_Requirements_
Retype exactly the lines that run from the line with "[mark] the shoreline" to the final line of the entries, keeping both ends and nothing else.

--*--

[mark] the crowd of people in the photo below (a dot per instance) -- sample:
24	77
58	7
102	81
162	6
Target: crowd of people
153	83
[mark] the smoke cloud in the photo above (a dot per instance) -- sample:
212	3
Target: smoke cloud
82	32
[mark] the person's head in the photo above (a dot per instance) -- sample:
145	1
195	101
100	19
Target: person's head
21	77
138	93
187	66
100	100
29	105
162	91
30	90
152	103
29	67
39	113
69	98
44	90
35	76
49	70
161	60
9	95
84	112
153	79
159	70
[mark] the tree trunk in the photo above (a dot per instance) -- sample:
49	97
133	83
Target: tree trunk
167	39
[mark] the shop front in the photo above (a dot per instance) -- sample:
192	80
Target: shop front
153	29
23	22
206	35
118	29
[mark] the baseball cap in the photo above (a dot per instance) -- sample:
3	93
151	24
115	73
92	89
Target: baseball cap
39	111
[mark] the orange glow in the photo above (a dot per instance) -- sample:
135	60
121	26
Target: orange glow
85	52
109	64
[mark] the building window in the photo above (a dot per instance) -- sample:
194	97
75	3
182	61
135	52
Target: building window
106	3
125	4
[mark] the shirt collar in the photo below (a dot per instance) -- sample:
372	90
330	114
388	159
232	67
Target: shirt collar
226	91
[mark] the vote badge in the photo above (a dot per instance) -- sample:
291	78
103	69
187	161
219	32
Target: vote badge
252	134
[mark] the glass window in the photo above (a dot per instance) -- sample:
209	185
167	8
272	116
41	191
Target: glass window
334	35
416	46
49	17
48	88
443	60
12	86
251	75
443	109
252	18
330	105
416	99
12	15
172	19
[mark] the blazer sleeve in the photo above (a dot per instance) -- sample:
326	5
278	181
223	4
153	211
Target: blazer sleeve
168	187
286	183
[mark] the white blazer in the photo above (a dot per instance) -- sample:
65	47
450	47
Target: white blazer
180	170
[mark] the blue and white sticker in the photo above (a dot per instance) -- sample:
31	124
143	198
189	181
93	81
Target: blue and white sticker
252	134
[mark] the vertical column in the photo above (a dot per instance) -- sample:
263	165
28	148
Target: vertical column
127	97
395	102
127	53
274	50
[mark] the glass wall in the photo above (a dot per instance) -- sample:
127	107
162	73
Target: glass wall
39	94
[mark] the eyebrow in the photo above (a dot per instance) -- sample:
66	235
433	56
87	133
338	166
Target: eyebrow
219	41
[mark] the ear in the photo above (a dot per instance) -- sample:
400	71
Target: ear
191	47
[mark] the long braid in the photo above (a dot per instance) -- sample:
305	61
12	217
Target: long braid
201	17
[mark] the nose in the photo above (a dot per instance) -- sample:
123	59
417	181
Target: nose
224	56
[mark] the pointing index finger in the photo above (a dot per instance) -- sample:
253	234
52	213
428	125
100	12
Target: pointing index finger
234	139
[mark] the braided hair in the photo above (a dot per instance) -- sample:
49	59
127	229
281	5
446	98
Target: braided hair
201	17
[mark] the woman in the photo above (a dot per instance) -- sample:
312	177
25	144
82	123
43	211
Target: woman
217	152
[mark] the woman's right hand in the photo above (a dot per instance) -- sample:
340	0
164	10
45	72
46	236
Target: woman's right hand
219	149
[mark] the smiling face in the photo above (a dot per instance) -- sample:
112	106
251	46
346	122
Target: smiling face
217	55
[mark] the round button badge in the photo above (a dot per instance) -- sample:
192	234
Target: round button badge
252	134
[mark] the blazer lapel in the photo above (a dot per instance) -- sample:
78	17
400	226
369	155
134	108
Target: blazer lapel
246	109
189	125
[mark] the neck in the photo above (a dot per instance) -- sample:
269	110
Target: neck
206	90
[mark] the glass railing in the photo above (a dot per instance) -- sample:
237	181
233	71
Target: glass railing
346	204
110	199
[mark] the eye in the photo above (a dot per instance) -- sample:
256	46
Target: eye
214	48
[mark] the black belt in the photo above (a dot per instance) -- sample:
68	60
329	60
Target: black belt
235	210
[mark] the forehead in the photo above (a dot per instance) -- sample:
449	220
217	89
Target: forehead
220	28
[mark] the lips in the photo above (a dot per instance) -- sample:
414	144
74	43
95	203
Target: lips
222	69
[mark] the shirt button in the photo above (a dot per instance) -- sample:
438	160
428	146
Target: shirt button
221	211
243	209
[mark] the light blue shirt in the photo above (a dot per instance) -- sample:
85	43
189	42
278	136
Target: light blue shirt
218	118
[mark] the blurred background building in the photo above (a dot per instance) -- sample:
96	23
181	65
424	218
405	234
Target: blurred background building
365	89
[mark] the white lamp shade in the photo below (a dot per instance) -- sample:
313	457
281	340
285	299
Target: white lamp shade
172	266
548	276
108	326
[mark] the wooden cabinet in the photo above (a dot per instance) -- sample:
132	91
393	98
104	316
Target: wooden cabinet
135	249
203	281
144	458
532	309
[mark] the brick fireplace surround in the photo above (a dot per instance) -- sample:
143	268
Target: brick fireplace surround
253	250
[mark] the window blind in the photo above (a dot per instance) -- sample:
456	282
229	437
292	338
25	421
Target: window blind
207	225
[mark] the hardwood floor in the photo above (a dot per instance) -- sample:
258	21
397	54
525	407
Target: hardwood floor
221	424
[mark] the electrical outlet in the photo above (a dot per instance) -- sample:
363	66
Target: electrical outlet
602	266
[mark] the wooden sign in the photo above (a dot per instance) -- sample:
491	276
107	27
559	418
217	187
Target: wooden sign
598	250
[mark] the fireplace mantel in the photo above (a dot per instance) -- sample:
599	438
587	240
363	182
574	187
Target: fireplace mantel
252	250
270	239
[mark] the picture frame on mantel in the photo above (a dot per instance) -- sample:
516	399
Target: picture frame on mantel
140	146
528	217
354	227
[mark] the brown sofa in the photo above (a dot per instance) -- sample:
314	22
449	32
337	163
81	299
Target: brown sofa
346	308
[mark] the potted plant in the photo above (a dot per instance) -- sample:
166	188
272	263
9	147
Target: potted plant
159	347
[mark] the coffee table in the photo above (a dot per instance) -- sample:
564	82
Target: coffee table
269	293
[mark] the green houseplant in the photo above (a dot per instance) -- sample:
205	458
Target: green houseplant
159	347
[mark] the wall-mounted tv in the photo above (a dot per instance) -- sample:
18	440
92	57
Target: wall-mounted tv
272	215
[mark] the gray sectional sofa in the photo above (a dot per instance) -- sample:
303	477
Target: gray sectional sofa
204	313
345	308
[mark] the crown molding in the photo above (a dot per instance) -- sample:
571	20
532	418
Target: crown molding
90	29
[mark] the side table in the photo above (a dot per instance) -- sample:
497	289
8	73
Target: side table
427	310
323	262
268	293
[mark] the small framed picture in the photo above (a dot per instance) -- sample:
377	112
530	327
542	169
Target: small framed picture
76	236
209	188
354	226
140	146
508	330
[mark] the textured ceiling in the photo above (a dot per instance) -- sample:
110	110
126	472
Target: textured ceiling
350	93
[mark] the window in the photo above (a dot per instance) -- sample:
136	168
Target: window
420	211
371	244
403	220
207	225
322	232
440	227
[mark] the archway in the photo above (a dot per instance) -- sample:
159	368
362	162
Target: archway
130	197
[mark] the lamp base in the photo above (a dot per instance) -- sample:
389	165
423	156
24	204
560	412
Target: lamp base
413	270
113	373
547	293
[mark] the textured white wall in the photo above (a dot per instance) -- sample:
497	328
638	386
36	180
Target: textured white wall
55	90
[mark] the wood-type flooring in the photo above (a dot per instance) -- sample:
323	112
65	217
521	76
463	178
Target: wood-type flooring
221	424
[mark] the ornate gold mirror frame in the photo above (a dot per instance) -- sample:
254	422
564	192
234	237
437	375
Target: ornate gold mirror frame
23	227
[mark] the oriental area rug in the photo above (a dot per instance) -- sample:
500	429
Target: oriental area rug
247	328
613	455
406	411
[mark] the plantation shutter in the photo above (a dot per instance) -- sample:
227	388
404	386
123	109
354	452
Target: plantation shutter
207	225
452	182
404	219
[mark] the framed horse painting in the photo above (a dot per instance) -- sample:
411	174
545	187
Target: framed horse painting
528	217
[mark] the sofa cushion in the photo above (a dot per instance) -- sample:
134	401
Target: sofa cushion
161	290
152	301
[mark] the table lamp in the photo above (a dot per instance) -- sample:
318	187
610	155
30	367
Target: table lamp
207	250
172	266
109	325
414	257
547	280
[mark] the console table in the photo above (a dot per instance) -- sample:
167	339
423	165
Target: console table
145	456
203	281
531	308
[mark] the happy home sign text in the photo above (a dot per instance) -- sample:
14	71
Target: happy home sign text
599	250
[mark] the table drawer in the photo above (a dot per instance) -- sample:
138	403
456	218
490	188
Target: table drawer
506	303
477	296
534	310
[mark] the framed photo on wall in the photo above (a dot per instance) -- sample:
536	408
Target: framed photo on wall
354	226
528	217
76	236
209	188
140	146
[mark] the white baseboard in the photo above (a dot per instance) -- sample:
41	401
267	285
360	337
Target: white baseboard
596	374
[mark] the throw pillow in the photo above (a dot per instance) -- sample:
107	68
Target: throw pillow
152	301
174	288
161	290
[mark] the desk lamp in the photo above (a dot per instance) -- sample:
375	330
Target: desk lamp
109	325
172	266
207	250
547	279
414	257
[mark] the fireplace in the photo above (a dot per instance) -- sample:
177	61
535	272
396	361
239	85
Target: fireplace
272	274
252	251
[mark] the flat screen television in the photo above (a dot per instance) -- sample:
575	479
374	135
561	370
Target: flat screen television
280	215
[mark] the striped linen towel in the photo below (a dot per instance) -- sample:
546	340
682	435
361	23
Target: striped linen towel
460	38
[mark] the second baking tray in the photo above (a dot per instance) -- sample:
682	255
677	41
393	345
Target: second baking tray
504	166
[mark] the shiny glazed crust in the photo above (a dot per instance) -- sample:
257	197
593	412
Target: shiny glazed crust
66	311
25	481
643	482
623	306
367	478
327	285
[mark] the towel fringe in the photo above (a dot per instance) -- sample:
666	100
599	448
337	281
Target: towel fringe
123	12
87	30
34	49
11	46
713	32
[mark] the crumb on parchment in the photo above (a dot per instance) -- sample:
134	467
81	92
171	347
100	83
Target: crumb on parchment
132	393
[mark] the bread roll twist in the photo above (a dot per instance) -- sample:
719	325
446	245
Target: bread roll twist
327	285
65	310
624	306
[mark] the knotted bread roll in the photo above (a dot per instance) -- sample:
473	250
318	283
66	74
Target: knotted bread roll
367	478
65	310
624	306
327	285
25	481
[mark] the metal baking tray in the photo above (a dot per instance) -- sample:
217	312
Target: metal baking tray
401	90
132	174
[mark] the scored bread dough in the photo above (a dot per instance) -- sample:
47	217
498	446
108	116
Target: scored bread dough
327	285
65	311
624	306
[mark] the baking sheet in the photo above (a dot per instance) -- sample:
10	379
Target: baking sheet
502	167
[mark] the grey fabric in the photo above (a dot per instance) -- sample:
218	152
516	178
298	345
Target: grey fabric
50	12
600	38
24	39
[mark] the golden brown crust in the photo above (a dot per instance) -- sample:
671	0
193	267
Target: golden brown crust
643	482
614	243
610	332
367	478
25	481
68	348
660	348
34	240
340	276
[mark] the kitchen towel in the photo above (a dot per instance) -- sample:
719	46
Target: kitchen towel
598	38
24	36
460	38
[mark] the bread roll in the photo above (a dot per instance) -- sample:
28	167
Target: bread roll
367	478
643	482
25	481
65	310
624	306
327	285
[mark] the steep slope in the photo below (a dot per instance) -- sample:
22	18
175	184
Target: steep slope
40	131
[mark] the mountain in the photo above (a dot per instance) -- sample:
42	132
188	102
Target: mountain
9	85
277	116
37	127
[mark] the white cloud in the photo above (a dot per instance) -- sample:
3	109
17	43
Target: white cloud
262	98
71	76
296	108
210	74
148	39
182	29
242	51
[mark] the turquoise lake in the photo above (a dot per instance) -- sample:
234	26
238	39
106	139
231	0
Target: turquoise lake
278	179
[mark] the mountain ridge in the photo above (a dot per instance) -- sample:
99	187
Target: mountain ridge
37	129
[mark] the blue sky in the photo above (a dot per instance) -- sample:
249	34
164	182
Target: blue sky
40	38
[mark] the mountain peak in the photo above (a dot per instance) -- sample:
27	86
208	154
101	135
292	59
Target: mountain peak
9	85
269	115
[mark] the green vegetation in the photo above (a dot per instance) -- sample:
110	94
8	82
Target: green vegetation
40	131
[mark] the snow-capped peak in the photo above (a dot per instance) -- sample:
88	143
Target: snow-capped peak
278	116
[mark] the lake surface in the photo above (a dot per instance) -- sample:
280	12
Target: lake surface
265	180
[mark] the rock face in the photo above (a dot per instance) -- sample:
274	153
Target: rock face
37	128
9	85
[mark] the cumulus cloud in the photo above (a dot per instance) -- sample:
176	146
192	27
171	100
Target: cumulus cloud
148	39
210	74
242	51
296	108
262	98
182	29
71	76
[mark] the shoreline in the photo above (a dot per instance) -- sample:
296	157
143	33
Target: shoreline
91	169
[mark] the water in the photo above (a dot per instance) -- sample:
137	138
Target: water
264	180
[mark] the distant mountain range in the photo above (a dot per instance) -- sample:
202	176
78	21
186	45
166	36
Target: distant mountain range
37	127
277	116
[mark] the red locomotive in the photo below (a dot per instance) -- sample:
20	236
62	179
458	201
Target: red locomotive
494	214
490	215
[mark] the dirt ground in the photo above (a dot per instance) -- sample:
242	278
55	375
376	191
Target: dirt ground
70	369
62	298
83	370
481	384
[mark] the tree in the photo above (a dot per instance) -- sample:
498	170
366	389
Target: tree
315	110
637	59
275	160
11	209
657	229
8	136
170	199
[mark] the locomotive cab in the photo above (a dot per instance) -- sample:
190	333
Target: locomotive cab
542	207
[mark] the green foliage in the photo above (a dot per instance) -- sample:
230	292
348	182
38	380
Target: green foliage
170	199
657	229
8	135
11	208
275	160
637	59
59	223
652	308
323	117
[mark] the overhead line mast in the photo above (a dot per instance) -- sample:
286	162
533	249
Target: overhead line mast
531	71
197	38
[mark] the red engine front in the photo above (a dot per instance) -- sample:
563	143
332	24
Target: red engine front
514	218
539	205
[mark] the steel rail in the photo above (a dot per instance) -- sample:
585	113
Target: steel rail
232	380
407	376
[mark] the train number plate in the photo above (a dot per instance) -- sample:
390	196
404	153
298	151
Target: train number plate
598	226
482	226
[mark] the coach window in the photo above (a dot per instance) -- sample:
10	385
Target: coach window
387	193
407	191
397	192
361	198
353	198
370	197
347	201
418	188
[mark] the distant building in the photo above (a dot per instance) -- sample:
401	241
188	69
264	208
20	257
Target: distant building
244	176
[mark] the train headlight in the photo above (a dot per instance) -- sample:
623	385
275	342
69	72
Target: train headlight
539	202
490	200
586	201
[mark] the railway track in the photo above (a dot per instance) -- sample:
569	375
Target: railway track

--*--

_Task output_
[mark] the shoreline in the photo above (a dot per instance) -- sample:
296	157
143	33
Target: shoreline
91	169
[mark] the water in the photo above (a dot per instance) -- sample:
137	138
Target: water
264	180
[mark] the distant mountain range in the photo above (a dot per instance) -- sample:
202	176
78	21
186	45
166	36
Target: distant mountain range
37	127
277	116
[mark] the red locomotive in the photo below (a dot per instance) -- sample:
20	236
62	179
458	201
Target: red locomotive
494	214
490	215
[mark] the dirt ground in the photo above (a dot per instance) -- sample:
242	278
55	375
376	191
Target: dirt ground
70	369
62	298
83	370
481	384
[mark] the tree in the photo above (a dot per instance) -- sample:
498	170
366	389
Target: tree
315	110
637	59
275	160
11	209
657	229
8	136
170	199
[mark] the locomotive cab in the photo above (a dot per instance) -- sample:
190	333
Target: locomotive cab
542	207
[mark] the green foliage in the photo above (a dot per instance) -- sample:
230	292
348	182
38	380
Target: green foliage
170	199
657	229
8	135
11	208
275	160
637	59
59	223
652	308
323	117
[mark] the overhead line mast in the photo above (a dot per instance) -- sample:
286	162
533	249
Target: overhead line mast
531	71
197	38
[mark] the red engine front in the photo above (a dot per instance) -- sample:
563	143
332	24
Target: red engine front
514	218
539	205
[mark] the steel rail in the photo above (a dot per instance) -- sample:
585	113
Target: steel rail
232	380
407	376
[mark] the train number plate in the photo above (a dot per instance) -- sample:
390	196
404	153
298	151
Target: train number plate
598	226
482	226
[mark] the coach window in the photo above (a dot per instance) -- sample:
10	385
Target: coach window
387	193
407	191
397	192
361	198
353	198
370	197
347	201
418	188
[mark] the distant building in the photo above (a dot per instance) -- sample:
401	241
188	69
264	208
20	257
Target: distant building
244	176
[mark] the train headlight in the photo above (a dot per instance) -- sample:
623	385
275	342
69	72
Target: train headlight
539	202
490	200
586	201
[mark] the railway track in the photo above (a dot per instance) -- sample:
569	375
Target: railway track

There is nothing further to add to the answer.